» **Task 1**: In the podcast transcript, turn the paragraph that begins "Greg Loewen is one of Canada's leading researchers" into a short bulleted list that keeps its main facts.
» **Task 2**: Write out word for word the stretch of the podcast transcript from "Joshua Doležal: So, Greg, thanks" through "be a possibility.".

» **Exercise text**:
------------------------------------

Joshua Doležal: I’m Joshua Doležal and welcome back to The Recovering Academic Podcast. My guest today is Dr. G.V. Loewen, or, for our purposes, Greg.

Greg has been one of my readers for a while, though he’s only rarely ventured into the comment threads. Before he proposed that we share our conversation with you, I only knew of him as a prolific Canadian scholar. But the more I learned about his transition from higher ed to entrepreneurship, the more intrigued I became.

Here he is talking about the service that his new company, Insightful Ethics Communications, provides.

G.V. Loewen: Insightful places somebody before a mirror that doesn't reflect exactly who they are now, but shows them who they could be. It shows them a better selfhood, a more mature being without the need for them to become their own philosopher.

Joshua Doležal: Greg Loewen is one of Canada’s leading researchers in ethics, education, aesthetics, health, and social theory. He is the author of sixty books and was an award-winning professor for over two decades in both Canada and the USA. He began writing young adult fiction after leaving academe, including his eleven-volume adventure saga, Kristen-Seraphim, an epic narrative that subverts both the meanings and roles of traditional fantasy elements. He also spent over a decade designing analog games for educational purposes and is a principal at Insightful Ethics Communications, a tech startup specializing in health and wellness, which is now preparing for a launch in early 2025. On its streaming app, Insightful will feature a guided series of exercises allowing users to experience the benefit of philosophical ideas in their daily lives.

There is some irony in the fact that at the very time universities are slashing their humanities and social sciences programs, demand for that very kind of content is growing – in the coaching services I provide, in writing cohorts, and in virtual read-alongs. It’s not that humanity ever stopped needing what literature and philosophy can offer – it’s that the structures and communities for supporting inner life are in flux. There’s no guarantee that Greg’s venture will succeed, but by the end of our conversation I think you’ll understand why he thinks his company has such potential.

Joshua Doležal: So, Greg, thanks for joining me. And you mentioned that you found me on Substack as a result of searching for other expat academics or recovering academics. I don't know if you have a preferred metaphor for our diaspora.

G.V. Loewen: Liberated academics maybe would be a possibility.

Joshua Doležal: How long have you been out of academe then?

G.V. Loewen: Well, I've been out of the classroom for, oh, it's getting close to nine years. It's definitely been a journey. The one negative thing is it's been hard on the wallet. So that would be something I would put out right away. But I haven't lost any sleep, in any other manner, over leaving the institution, leaving the classroom. I started writing fiction at that point, which I had never done before.

------------------------------------

» **Listed entries**:
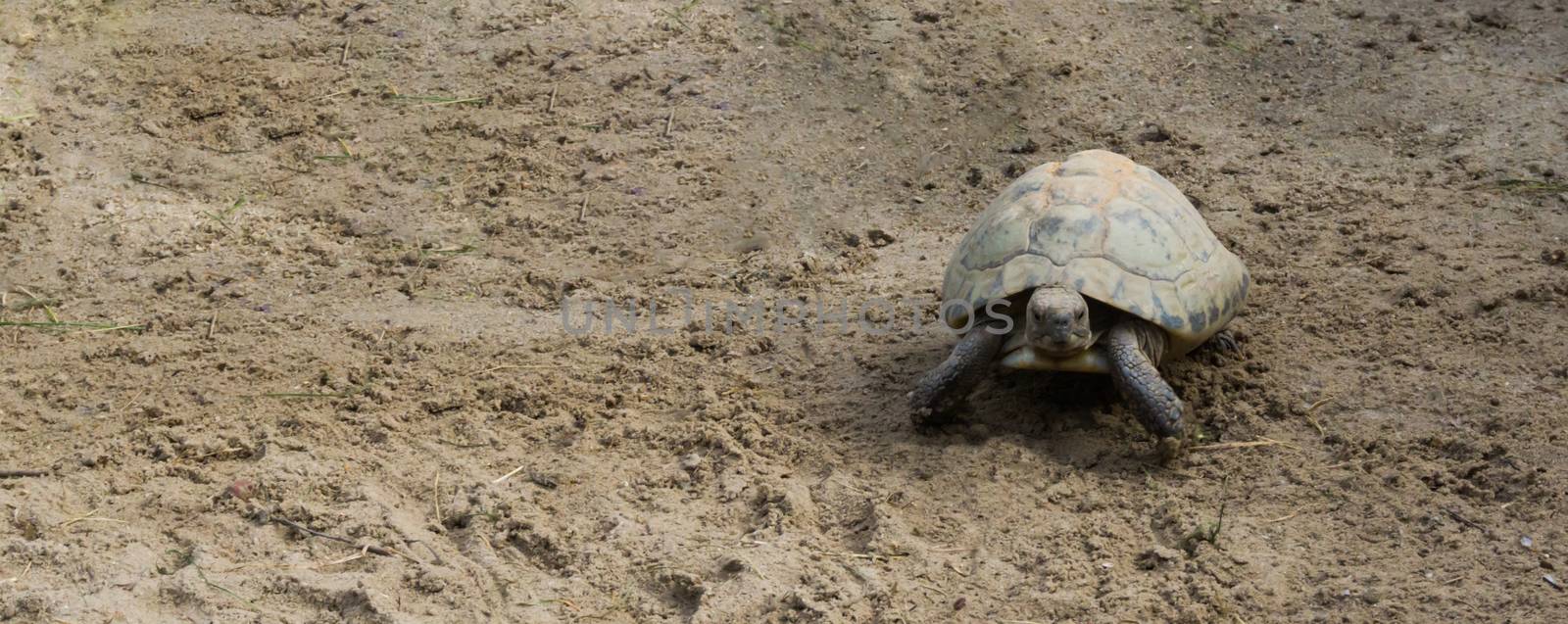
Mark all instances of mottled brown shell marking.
[943,149,1251,360]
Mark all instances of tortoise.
[907,149,1251,456]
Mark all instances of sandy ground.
[0,0,1568,624]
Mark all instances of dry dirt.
[0,0,1568,622]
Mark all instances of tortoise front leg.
[906,321,1006,426]
[1105,318,1187,456]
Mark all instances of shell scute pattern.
[943,151,1251,356]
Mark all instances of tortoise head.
[1024,285,1095,358]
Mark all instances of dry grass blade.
[1189,438,1301,452]
[0,321,147,332]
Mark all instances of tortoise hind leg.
[1105,318,1187,456]
[906,323,1006,426]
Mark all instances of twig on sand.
[0,321,146,332]
[491,465,527,485]
[55,509,128,528]
[270,514,420,563]
[1477,69,1568,84]
[1189,438,1301,450]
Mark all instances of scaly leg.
[906,324,1006,426]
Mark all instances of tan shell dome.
[943,149,1251,360]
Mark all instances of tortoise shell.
[941,149,1251,371]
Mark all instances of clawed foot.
[1210,329,1242,355]
[904,389,959,430]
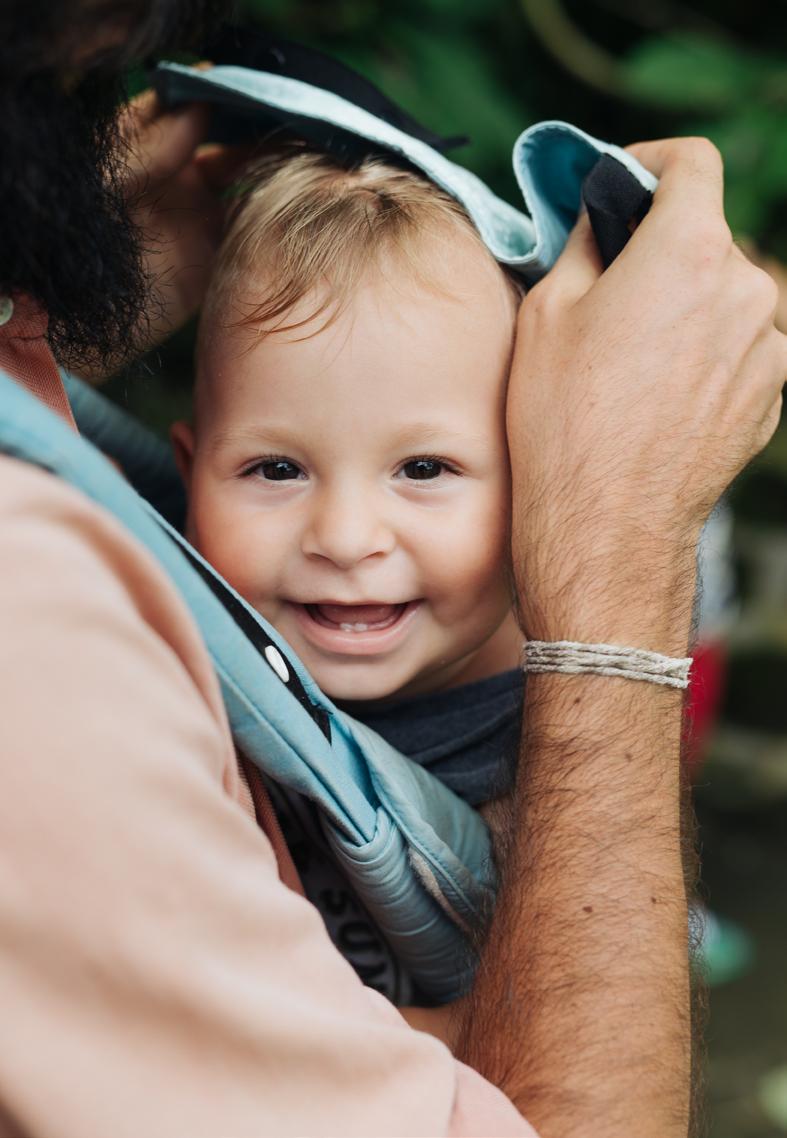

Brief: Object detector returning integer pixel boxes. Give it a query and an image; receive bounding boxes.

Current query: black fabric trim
[582,154,653,269]
[169,529,331,743]
[204,25,470,152]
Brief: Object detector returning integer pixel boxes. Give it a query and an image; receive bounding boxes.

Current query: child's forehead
[198,233,516,425]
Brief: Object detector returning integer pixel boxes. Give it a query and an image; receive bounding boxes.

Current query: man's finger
[547,211,604,303]
[627,138,724,233]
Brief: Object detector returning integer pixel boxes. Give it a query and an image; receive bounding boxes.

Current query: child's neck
[438,612,524,688]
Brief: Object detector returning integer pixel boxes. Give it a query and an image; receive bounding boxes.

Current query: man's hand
[456,140,787,1138]
[508,139,787,652]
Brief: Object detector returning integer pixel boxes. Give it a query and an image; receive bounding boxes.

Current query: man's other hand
[508,139,787,652]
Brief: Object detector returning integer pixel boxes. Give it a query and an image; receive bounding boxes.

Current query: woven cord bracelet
[522,641,693,688]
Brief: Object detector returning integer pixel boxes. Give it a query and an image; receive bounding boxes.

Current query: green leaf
[757,1066,787,1130]
[621,34,762,112]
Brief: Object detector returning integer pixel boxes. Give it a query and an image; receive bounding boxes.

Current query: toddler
[173,145,522,1003]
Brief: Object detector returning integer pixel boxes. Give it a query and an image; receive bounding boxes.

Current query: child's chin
[312,668,406,703]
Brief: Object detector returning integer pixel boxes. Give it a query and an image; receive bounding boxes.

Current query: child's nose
[301,489,396,569]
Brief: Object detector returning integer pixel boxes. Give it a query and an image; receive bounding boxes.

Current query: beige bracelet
[522,641,693,688]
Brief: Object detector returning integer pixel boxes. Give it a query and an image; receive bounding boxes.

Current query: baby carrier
[0,35,654,1003]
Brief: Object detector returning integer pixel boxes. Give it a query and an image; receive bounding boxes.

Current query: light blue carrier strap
[0,372,494,1003]
[154,64,656,281]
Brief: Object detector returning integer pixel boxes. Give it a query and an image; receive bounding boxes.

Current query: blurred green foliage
[232,0,787,249]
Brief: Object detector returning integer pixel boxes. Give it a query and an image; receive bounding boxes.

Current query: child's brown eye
[401,459,446,481]
[252,459,303,483]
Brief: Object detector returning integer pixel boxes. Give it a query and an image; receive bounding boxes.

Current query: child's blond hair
[202,142,523,333]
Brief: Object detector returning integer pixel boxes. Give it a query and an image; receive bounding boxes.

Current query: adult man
[0,0,787,1138]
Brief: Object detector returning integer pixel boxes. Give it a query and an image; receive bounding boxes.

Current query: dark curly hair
[0,0,227,368]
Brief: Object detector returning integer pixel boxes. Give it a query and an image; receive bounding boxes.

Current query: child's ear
[169,420,194,490]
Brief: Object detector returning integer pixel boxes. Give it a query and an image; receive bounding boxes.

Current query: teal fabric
[0,373,494,1001]
[155,64,656,281]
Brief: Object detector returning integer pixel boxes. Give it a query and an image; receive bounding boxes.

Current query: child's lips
[288,601,421,655]
[306,603,406,633]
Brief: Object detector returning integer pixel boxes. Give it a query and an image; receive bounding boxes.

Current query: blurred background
[111,0,787,1138]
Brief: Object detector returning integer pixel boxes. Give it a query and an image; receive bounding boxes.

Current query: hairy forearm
[457,550,690,1138]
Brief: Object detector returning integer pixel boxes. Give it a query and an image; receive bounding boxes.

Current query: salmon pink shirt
[0,298,535,1138]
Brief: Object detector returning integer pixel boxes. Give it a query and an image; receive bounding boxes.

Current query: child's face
[175,237,523,700]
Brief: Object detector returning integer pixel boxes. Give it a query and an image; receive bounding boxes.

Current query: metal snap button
[265,644,290,683]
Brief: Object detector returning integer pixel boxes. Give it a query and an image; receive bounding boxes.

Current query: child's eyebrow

------------------------------------

» **Expected answer 1**:
- One of Canada's leading researchers in ethics, education, aesthetics, health, and social theory
- Author of sixty books and an award-winning professor for over two decades in Canada and the USA
- Began writing young adult fiction after leaving academe, including the eleven-volume adventure saga Kristen-Seraphim, which subverts the meanings and roles of traditional fantasy elements
- Spent over a decade designing analog games for educational purposes
- Principal at Insightful Ethics Communications, a health and wellness tech startup preparing to launch in early 2025
- The company's streaming app will feature guided exercises that let users experience the benefit of philosophical ideas in daily life

» **Expected answer 2**:
Joshua Doležal: So, Greg, thanks for joining me. And you mentioned that you found me on Substack as a result of searching for other expat academics or recovering academics. I don't know if you have a preferred metaphor for our diaspora.

G.V. Loewen: Liberated academics maybe would be a possibility.